*** Fragmento seleccionado
5 marzo, 2021 

 

 

 

 

Eleonora Urrutia
Abogada


Se trata de medir un mismo comportamiento con balanzas distintas; de mirar a través del cristal conveniente, no para ver realidades sino para ser infectados por una realidad ya interpretada. Dicho más directamente, de arremeter contra la igualdad ante la ley y la decencia ante la inteligencia y la verdad. Es el método más eficaz para acabar con la democracia.


Después de una elección marcada por importantes irregularidades en la votación, Estados Unidos enfrenta el dilema de equilibrar la facilidad del voto con la confianza en su resultado. El acceso a una boleta electoral es, sin dudas, importante, pero también lo es mantener su integridad. Por lo mismo, si bien reformar los sistemas electorales a favor de nuevas tecnologías y realidades resulta sensato, la democracia tiene que ser defendida no por afuera del sistema, porque ello significaría ir contra sí misma, sino con más democracia, es decir, aplicando la ley sin titubeos, dilación o complejo, en particular contra aquellos que quieren usarla para sus propios fines y acomodarla a su propia versión de lo que las cosas deben ser. Sin obediencia a las leyes, mal puede haber democracia.
******
Conjunto de tareas
• a. Según el fragmento sobre la democracia y el voto en Estados Unidos, ¿qué dilema enfrenta ese país después de la elección?
• b. Prosigue el fragmento sobre la democracia y el voto en Estados Unidos a partir de su última oración.
*** Extractos de filas
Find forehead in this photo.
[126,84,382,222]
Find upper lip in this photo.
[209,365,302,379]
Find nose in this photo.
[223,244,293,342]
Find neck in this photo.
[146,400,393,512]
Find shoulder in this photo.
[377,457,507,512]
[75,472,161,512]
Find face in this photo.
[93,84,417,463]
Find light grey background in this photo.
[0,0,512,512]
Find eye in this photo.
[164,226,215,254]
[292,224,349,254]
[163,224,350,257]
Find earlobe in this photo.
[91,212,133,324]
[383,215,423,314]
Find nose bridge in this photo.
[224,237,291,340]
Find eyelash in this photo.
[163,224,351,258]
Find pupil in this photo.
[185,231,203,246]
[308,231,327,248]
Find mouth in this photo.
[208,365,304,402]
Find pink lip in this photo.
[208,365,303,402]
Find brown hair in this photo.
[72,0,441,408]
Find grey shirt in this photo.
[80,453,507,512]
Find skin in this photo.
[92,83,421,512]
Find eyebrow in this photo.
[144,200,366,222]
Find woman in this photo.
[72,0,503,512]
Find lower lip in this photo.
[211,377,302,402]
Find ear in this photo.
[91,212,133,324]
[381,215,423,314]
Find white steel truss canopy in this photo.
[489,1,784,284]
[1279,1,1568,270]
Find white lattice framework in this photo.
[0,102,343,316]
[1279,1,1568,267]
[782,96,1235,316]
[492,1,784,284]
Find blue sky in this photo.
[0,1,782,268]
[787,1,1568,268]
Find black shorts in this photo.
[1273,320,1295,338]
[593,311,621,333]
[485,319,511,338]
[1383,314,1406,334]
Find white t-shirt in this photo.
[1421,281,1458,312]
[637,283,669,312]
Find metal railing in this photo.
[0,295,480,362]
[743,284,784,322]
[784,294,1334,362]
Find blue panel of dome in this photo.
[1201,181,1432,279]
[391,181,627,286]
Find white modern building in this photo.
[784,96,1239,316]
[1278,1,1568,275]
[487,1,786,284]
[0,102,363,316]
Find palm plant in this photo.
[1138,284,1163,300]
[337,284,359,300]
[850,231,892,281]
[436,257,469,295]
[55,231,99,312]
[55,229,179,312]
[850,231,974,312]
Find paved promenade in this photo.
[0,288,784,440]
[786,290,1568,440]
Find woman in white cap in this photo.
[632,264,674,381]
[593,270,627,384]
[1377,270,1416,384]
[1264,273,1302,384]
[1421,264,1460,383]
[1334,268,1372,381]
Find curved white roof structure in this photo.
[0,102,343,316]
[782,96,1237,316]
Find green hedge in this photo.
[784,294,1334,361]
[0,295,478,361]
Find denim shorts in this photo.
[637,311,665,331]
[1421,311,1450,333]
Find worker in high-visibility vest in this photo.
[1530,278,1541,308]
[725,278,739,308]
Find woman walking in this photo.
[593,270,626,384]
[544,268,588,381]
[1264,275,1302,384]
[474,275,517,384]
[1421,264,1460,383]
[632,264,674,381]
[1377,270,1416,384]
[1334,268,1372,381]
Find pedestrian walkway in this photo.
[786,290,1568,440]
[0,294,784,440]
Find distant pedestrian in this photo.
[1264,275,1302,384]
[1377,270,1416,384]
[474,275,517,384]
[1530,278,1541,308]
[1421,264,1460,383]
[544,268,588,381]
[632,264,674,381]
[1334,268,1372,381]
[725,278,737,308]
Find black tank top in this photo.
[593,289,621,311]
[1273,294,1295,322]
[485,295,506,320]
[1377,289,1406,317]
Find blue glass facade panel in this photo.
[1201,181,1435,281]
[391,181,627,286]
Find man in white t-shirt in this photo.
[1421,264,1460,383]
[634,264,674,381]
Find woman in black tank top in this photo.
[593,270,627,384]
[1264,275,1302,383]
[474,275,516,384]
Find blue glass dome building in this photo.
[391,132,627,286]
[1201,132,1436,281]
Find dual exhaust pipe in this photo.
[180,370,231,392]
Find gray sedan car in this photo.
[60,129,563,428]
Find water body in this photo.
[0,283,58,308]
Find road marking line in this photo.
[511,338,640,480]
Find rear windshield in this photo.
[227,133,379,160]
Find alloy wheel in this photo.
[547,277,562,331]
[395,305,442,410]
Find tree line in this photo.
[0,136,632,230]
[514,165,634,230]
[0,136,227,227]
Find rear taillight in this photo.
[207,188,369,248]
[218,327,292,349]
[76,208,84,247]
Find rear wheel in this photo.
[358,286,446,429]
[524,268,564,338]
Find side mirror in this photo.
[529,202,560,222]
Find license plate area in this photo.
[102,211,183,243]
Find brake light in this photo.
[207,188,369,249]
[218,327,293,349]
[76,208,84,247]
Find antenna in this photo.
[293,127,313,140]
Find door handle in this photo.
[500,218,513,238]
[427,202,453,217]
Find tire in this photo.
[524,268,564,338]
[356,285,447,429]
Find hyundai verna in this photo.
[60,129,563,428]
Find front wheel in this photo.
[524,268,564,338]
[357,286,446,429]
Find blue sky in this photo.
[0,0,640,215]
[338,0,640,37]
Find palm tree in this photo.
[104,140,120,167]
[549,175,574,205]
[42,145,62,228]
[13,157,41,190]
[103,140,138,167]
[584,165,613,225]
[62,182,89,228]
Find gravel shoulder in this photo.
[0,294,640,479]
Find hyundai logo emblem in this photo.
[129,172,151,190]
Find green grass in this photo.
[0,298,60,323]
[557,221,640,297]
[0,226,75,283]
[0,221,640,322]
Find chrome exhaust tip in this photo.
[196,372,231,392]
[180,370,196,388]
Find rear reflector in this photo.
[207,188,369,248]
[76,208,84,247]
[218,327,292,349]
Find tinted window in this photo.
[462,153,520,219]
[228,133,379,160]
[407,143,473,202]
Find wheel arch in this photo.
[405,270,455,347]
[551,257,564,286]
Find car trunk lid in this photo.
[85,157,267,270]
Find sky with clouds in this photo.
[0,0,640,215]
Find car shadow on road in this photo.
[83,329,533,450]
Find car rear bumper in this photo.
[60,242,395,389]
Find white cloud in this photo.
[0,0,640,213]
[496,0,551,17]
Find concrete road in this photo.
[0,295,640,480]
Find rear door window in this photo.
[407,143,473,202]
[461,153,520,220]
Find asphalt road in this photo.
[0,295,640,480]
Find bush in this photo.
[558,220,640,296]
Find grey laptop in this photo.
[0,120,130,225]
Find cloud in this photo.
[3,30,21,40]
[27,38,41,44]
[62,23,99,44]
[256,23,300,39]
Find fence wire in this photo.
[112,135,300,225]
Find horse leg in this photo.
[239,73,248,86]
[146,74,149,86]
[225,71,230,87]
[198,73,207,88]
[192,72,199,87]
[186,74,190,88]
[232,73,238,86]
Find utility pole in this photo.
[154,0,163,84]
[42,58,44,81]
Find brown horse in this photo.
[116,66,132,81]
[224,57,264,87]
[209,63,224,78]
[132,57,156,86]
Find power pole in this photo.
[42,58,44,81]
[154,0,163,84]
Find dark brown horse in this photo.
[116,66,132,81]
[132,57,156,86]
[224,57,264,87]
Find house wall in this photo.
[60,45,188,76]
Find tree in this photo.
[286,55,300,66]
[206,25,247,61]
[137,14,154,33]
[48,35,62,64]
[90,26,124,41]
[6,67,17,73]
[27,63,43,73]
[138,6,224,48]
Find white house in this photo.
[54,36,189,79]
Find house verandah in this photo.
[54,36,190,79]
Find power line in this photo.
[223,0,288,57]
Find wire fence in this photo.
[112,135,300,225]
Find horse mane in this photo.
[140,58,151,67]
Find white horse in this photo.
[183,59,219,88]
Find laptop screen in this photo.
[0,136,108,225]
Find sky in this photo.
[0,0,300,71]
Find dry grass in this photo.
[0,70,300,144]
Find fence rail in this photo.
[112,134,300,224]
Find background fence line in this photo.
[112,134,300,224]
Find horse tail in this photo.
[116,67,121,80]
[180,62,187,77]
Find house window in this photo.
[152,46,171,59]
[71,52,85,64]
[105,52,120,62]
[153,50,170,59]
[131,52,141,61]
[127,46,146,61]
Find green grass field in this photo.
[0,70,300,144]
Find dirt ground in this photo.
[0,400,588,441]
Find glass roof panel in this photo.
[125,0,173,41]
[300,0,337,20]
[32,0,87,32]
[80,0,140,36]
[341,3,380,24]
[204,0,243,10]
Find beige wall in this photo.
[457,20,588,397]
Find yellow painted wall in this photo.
******
*** Extractos de filas
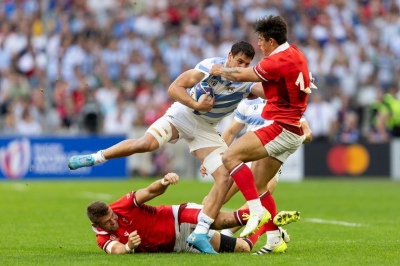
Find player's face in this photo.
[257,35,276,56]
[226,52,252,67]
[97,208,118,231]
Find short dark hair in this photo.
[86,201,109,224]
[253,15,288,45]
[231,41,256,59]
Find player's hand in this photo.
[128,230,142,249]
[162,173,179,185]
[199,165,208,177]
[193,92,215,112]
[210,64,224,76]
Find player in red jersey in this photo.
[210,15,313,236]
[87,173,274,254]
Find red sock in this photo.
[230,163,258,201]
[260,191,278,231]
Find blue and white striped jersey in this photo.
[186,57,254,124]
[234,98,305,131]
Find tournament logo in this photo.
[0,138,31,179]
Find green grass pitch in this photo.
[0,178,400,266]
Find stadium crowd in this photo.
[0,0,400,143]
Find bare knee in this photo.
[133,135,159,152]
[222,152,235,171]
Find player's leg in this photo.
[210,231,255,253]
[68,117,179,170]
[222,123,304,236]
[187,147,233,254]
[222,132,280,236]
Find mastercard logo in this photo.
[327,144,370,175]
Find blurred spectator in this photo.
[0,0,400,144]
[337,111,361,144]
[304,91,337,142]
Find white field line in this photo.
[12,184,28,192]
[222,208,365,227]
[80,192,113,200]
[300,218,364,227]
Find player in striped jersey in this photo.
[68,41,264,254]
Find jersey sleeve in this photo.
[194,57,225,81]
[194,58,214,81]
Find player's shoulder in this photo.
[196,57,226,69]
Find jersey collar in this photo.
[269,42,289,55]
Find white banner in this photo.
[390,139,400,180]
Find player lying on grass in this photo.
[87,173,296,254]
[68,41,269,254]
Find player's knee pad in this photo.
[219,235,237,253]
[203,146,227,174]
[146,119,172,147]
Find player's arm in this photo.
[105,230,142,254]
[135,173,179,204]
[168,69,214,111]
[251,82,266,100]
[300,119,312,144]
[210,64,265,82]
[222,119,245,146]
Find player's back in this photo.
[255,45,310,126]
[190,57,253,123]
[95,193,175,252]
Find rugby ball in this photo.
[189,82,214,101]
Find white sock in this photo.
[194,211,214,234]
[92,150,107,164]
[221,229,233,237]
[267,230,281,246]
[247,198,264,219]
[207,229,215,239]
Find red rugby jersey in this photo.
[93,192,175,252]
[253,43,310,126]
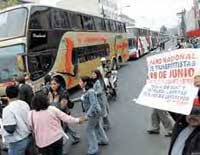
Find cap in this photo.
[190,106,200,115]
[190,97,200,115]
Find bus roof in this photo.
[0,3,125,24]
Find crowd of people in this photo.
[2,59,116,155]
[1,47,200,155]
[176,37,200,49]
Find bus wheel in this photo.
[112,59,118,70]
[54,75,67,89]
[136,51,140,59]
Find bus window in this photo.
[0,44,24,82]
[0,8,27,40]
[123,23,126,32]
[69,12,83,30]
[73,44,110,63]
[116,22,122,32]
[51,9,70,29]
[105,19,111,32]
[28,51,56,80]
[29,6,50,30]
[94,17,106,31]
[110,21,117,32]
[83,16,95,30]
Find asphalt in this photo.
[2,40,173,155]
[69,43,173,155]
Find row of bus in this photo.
******
*** Extractos de filas
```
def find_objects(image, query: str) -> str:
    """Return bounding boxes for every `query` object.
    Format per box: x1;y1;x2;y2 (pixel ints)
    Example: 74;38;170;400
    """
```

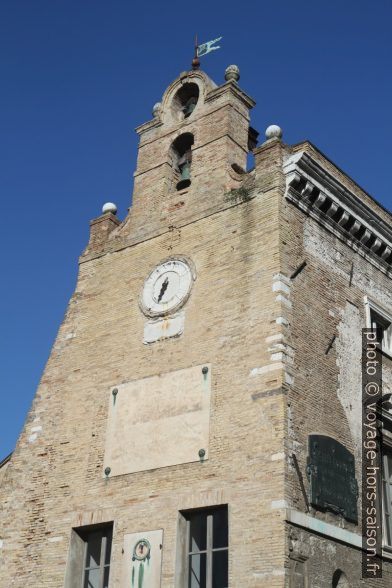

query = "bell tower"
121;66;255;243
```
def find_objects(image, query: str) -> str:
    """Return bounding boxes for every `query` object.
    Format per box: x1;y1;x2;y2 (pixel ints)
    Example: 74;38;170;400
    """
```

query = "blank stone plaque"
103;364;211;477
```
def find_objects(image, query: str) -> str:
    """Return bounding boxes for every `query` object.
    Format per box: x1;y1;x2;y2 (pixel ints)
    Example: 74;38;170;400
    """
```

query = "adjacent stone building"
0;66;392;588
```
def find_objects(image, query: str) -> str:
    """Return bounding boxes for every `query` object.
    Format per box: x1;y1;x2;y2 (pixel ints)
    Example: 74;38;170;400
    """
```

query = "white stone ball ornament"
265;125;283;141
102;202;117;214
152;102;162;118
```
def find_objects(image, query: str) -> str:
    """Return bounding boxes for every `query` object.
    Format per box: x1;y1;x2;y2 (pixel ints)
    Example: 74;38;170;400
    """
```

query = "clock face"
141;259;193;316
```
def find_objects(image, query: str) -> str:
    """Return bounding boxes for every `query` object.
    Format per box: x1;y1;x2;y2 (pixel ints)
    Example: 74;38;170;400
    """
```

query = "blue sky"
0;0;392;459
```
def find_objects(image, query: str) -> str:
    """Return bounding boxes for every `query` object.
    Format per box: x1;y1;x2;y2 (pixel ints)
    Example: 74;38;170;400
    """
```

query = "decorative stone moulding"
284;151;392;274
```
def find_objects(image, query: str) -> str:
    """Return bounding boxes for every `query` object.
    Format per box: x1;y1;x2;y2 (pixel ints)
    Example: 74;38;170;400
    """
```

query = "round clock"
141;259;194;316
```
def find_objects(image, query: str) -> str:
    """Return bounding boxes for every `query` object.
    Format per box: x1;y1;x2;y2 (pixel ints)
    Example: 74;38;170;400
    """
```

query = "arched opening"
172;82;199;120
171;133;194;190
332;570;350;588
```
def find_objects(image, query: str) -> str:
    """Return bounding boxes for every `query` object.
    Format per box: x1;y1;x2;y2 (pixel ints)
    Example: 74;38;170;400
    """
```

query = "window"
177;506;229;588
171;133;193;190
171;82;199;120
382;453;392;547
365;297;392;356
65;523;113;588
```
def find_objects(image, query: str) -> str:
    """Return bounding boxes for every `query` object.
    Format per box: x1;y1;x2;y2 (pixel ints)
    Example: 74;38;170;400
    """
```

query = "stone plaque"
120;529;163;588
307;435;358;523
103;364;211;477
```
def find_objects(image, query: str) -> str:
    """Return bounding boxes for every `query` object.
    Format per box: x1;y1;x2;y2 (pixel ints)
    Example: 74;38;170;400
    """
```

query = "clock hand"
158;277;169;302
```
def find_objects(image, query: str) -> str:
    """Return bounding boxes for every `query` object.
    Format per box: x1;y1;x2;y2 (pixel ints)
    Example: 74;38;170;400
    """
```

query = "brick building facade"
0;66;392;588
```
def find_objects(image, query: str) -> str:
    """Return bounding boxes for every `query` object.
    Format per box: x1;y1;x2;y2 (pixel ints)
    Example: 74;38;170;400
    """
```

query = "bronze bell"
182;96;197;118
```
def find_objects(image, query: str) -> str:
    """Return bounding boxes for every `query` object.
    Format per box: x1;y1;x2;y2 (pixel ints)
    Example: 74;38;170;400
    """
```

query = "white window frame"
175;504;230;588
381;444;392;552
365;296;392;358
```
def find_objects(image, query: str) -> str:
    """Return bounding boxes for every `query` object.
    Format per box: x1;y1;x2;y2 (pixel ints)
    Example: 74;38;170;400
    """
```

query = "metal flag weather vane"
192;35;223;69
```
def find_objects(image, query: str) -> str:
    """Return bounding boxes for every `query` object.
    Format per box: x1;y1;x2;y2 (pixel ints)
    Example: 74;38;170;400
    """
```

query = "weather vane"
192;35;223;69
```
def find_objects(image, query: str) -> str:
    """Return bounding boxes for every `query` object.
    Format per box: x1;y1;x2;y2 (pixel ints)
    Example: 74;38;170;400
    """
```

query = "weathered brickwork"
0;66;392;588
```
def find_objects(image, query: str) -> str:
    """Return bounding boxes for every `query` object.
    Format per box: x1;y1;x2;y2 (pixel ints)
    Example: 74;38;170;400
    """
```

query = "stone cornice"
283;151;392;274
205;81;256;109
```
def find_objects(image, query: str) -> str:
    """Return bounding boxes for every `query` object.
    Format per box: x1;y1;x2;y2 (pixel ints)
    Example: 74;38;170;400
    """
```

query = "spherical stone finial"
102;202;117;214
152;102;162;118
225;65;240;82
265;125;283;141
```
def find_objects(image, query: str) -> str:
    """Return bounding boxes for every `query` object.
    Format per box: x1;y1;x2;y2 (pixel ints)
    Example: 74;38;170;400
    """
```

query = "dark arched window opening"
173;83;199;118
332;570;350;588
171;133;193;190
******
Respuestas por tarea
• a. El de equilibrar la facilidad del voto con la confianza en su resultado.

• b.
Según la Constitución americana, las elecciones se rigen a nivel estatal. Los Padres Fundadores limitaron el papel del Congreso en la conducción de las elecciones por una buena razón: querían se administraran más cerca de la gente, libres de la influencia indebida del gobierno nacional. Cada estado está obligado a nombrar electores presidenciales “de la manera que su legislatura pueda ordenar”. Muchas de las irregularidades más preocupantes de la pasada votación del 3 de noviembre en efecto tuvieron lugar en estados que dejaron de lado las leyes promulgadas por las legislaturas a favor de cambios radicales ordenados por gobernadores, secretarios de estado y tribunales.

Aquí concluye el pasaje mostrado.